━━━━━ Recorded information

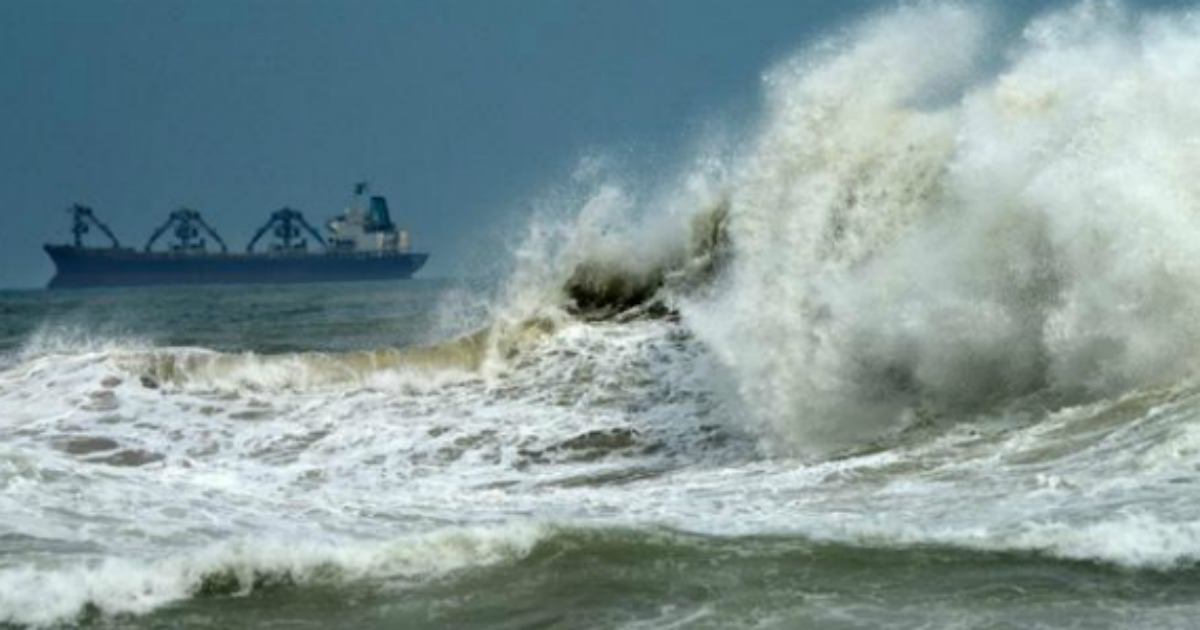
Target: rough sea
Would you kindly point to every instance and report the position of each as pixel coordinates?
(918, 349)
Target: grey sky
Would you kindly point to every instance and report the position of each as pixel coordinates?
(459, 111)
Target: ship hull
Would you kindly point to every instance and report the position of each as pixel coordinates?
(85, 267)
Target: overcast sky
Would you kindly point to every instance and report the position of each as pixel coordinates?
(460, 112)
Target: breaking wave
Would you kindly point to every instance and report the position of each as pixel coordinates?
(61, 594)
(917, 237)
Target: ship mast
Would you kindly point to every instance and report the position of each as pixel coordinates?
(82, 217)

━━━━━━━━━━

## Your instructions
Reproduce the records above with every "Target" changed to "Object" and nothing else altered, omitting the pictures.

## Final result
Object: rough sea
Would you kindly point to every instance and report the position of each as pixel coordinates?
(918, 349)
Object: grey sky
Would you kindly point to every instance and report the position of each as pixel coordinates?
(459, 111)
Object: ship hull
Would you kindly point to every instance and report the position of each as pixel coordinates?
(85, 267)
Object: overcast sky
Would you kindly point to every instance and report the position of each as pixel coordinates?
(460, 112)
Object: breaking wave
Would you kindly point to every instance and report the position of each as pixel coordinates?
(61, 594)
(917, 237)
Object: ship mast
Would you kindly point to every instance and report the position of each as pixel coordinates?
(82, 217)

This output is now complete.